**Kaynak metin**
----------------------------------------

Akla ilk sisle kaplı dağlar, sık ormanlar, Orta Çağ’dan kalma şatolar ve ürkütücü Drakula efsanesi gelse de Transilvanya size bunlardan çok daha fazlasını sunacak.
Romanya’ya ilk kez gidişimin öncesinde, zihnimin bir tarafında Transilvanya’nın tüyler ürperten şatoları, diğer tarafında ise komünizm döneminden kalma soğuk yapılar vardı. Transilvanya’ya varınca anladım ki, hemen hemen her ön yargı gibi benimki de kısmen doğru olmasına rağmen epey bir eksikti.
Transilvanya, Romanya’nın üç bölgesinden en büyüğü ve kelime anlamı ‘Ormanın ardındaki topraklar. Karpat Dağları’nın bir hilal gibi çevrelediği bu bölge, üç farklı kültüre yüzyıllardır ev sahipliği yapıyor: Rumenler, Macarlar ve Saksonlar yani Almanlar. Özellikle, bölgeye 12. yüzyılda yerleşen ve İkinci Dünya Savaşı sonrasına kadar burada yaşayan Sakson topluluklarının imzası olan, saldırılara karşı koruma amacı taşıyan surlar içine inşa edilmiş şehirler ve kiliseler Transilvanya’da karşınıza sıkça çıkacak.

----------------------------------------

**Alıştırma yönergeleri**
• 1. Transilvanya metninden “Romanya’ya ilk kez” ifadesinden “epey bir eksikti.” ifadesine kadar olan bölümü hiç değiştirmeden yazın.
• 2. Transilvanya metnine göre bu bölge yüzyıllardır hangi üç kültüre ev sahipliği yapıyor?

----------------------------------------

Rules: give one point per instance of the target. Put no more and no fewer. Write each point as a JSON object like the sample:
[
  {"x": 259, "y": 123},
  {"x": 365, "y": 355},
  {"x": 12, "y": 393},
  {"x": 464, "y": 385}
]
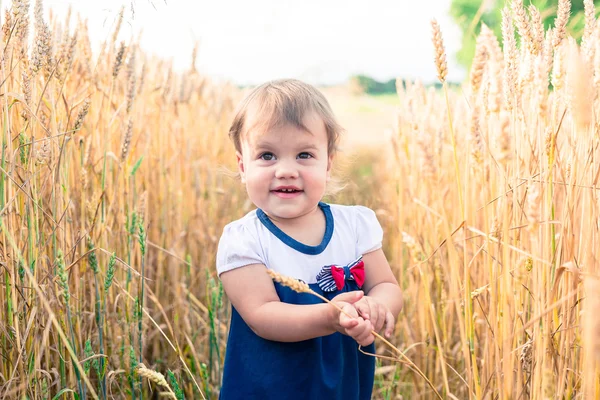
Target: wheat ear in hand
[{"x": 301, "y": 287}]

----------------------------------------

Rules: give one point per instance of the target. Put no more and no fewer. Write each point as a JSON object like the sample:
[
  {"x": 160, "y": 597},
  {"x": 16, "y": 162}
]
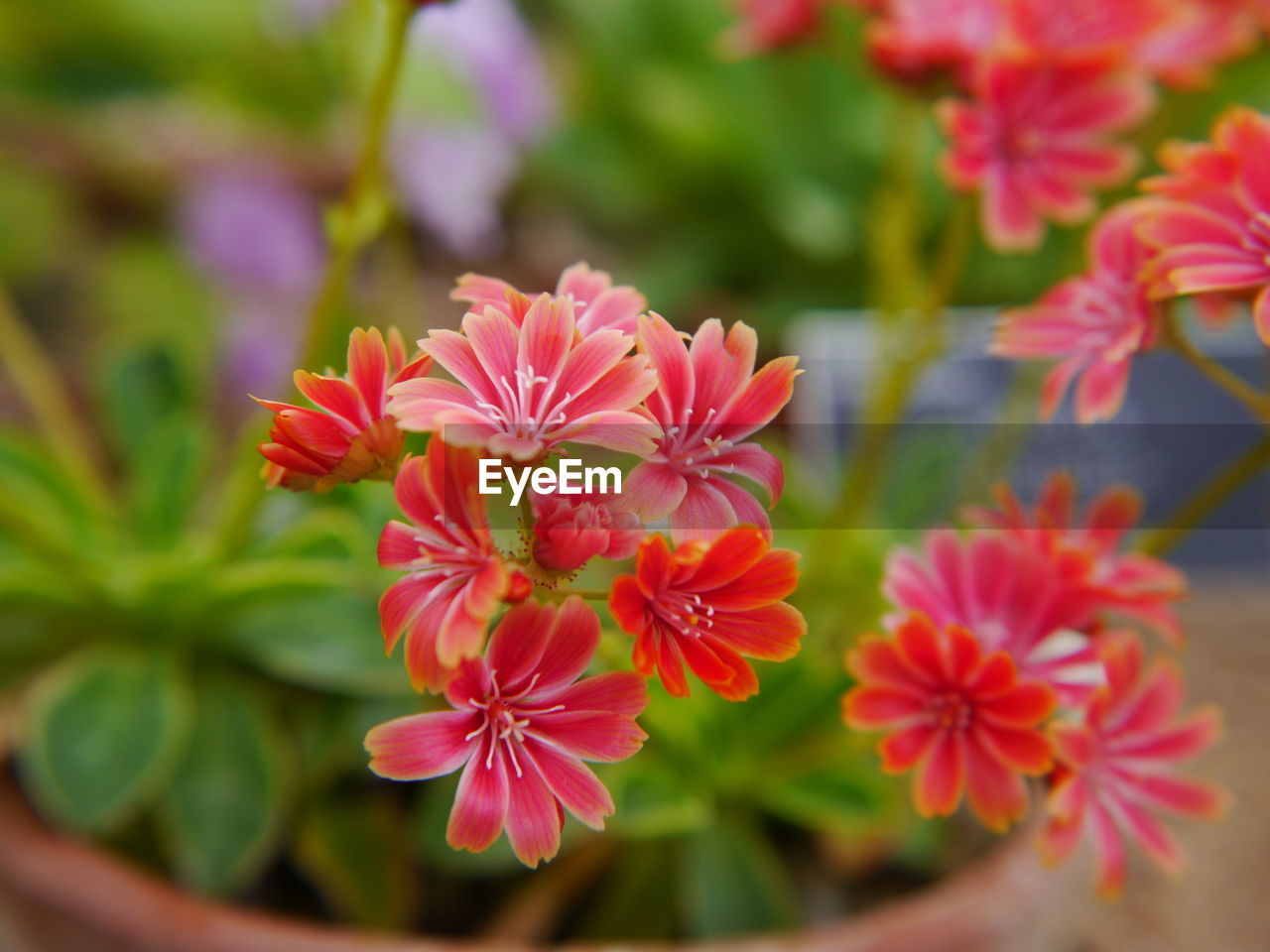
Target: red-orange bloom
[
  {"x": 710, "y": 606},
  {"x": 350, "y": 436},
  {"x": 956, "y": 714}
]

----------------------------------------

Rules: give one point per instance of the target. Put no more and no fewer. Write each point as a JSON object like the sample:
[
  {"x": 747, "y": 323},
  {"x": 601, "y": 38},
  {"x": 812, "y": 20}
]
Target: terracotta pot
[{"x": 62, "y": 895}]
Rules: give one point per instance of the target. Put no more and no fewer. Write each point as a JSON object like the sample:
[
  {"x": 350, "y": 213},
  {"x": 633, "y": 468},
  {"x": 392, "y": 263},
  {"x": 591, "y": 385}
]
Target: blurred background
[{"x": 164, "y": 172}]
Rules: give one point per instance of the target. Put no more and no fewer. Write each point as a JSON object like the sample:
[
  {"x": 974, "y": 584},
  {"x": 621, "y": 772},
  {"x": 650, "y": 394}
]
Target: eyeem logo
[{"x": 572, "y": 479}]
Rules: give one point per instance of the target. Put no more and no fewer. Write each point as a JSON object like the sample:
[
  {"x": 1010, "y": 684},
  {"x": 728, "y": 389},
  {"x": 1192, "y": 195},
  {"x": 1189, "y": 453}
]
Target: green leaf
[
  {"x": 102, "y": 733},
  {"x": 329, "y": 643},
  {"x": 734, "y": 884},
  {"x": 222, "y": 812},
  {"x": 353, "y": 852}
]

----------------------------------------

**Beklenen yanıtlar**
• 1.
Romanya’ya ilk kez gidişimin öncesinde, zihnimin bir tarafında Transilvanya’nın tüyler ürperten şatoları, diğer tarafında ise komünizm döneminden kalma soğuk yapılar vardı. Transilvanya’ya varınca anladım ki, hemen hemen her ön yargı gibi benimki de kısmen doğru olmasına rağmen epey bir eksikti.

• 2. Rumenler, Macarlar ve Saksonlar yani Almanlar.